(Collection entries)
+ + +

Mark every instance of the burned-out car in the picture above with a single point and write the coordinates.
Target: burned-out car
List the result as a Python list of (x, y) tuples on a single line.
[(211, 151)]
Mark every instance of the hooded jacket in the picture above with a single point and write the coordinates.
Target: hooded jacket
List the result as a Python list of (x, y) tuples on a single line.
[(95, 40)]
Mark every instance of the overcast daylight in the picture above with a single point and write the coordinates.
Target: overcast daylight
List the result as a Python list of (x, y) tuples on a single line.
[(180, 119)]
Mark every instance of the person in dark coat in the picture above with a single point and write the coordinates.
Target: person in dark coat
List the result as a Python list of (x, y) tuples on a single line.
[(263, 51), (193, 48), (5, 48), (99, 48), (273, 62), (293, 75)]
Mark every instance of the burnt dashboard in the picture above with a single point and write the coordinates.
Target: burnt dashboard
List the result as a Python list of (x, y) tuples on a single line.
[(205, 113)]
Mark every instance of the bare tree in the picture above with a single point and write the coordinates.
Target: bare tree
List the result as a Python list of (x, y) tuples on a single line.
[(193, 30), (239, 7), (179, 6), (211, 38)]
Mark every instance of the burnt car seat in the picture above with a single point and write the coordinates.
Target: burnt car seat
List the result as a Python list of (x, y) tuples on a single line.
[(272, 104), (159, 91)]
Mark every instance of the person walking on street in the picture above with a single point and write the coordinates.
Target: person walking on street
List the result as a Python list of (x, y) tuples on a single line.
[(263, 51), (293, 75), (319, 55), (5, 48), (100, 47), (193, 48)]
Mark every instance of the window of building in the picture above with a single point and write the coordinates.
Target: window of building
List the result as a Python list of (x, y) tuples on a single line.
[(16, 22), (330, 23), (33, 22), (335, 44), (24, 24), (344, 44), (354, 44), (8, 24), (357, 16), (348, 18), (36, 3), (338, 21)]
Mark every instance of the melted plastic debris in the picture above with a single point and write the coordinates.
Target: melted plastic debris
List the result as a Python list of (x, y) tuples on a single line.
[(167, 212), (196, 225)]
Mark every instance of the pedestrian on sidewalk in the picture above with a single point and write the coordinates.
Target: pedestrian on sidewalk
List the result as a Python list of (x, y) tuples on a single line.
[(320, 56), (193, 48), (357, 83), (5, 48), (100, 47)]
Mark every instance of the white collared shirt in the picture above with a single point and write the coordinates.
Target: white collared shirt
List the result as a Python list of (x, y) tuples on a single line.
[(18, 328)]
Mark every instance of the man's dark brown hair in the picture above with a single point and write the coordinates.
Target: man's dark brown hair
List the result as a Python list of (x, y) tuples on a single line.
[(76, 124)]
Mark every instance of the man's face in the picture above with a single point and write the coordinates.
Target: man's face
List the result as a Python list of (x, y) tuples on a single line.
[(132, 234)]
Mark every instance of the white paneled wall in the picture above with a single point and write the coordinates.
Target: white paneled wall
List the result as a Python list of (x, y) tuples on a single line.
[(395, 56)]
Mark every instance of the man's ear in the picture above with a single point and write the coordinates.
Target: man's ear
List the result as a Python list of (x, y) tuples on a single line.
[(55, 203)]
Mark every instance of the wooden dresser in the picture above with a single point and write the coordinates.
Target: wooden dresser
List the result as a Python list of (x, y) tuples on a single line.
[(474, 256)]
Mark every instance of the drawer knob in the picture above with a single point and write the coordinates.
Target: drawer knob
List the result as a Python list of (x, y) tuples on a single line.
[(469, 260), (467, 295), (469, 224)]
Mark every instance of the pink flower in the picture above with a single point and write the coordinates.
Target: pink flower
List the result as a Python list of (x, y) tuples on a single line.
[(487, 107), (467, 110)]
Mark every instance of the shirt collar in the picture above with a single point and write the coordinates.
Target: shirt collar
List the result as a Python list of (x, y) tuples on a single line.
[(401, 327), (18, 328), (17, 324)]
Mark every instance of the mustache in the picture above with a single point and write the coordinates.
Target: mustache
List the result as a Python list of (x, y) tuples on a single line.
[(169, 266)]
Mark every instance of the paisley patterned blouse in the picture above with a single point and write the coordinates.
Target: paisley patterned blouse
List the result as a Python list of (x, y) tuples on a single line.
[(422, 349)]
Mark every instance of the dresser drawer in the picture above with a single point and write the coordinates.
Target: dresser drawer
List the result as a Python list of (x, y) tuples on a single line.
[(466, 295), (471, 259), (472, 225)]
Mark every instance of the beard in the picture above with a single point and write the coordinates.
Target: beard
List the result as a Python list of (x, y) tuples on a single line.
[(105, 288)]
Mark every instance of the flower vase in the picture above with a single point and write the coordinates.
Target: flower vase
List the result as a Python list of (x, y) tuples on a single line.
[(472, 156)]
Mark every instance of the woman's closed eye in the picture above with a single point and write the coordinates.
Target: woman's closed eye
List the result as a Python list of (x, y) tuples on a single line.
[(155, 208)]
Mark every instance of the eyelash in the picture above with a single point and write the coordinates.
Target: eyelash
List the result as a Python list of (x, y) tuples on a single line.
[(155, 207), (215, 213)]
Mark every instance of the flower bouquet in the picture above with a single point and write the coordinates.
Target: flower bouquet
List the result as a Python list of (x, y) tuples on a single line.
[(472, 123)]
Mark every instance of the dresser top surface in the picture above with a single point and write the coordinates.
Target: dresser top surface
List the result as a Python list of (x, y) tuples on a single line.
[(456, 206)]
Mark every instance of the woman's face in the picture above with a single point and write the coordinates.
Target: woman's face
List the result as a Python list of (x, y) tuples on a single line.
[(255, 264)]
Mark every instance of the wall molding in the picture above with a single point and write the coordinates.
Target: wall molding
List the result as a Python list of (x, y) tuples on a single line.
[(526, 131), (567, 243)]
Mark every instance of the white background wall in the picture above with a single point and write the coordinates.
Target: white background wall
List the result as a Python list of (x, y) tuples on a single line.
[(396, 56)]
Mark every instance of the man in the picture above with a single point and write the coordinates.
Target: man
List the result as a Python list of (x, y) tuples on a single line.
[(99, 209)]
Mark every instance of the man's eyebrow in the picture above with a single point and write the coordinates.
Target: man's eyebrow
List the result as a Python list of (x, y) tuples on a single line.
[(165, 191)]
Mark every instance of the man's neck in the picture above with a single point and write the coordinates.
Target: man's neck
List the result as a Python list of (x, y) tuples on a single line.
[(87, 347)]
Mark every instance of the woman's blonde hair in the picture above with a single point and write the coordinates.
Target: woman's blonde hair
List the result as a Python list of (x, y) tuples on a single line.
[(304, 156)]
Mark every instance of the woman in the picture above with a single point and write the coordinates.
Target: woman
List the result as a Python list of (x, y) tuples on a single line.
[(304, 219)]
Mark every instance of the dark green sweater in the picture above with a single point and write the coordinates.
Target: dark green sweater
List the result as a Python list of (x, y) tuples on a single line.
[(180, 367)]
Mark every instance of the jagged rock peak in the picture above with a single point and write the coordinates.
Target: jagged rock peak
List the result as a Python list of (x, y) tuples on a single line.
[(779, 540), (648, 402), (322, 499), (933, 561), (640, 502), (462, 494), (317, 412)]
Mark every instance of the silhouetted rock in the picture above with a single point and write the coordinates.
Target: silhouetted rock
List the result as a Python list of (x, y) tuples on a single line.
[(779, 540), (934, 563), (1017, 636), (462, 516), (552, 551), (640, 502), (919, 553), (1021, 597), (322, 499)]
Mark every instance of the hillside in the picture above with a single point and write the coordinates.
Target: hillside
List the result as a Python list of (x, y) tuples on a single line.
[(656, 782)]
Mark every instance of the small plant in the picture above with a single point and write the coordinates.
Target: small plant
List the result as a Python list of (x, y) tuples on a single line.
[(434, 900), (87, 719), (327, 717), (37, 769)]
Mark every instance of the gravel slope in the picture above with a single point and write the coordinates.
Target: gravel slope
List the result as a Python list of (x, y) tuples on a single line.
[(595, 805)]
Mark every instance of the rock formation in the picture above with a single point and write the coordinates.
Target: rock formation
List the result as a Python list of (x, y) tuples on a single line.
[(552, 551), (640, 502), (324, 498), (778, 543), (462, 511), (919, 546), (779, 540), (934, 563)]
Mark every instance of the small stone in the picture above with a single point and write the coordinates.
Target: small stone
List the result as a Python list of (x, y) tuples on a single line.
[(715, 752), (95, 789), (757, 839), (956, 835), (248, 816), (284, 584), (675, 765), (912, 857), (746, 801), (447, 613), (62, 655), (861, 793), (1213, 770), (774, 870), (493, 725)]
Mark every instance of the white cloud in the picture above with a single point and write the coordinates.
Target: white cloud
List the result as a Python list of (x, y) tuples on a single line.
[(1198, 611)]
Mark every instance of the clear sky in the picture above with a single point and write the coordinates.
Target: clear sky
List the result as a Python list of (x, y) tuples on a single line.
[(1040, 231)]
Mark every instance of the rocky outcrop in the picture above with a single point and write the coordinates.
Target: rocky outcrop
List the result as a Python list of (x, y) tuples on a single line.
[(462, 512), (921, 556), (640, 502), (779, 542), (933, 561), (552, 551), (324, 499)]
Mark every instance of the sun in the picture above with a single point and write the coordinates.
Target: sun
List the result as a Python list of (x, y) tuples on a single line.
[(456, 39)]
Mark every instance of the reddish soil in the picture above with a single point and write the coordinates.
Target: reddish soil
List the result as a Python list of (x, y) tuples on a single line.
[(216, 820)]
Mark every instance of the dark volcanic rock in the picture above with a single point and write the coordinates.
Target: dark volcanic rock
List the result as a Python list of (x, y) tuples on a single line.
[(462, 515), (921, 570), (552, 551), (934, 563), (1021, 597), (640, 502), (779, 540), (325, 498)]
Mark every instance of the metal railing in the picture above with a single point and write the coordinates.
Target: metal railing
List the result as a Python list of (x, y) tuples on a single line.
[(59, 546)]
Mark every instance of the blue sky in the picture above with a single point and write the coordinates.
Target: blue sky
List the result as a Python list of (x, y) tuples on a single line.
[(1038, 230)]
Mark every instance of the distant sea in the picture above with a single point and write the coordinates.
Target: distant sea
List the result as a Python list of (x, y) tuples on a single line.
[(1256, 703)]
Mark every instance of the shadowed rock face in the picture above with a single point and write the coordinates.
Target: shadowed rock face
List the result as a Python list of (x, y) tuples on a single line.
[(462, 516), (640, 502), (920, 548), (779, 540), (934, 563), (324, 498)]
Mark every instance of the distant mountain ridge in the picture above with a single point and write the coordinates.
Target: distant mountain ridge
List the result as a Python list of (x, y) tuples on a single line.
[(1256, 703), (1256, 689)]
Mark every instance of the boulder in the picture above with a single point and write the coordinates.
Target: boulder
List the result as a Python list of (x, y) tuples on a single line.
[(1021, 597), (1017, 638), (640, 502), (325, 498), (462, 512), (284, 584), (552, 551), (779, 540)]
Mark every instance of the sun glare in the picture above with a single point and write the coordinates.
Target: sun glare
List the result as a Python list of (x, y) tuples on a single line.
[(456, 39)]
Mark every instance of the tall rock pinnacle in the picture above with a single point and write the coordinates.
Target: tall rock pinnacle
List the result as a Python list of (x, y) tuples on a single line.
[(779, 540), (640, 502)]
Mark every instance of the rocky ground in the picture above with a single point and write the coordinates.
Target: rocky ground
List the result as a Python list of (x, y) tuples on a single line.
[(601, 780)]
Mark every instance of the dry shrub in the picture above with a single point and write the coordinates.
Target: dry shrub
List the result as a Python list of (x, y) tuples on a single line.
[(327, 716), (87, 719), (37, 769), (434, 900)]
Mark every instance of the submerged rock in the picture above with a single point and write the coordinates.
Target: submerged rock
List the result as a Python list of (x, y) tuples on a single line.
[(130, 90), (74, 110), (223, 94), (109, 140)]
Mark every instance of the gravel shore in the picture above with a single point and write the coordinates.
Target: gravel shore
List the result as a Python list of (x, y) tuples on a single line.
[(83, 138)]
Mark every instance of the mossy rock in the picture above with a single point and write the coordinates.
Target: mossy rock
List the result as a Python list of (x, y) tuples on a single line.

+ + +

**Directions**. From the data above, show each line that contains "plastic".

**Result**.
Mark every instance of the melted plastic debris in the picture above with a single point and write the coordinates.
Target: melted plastic debris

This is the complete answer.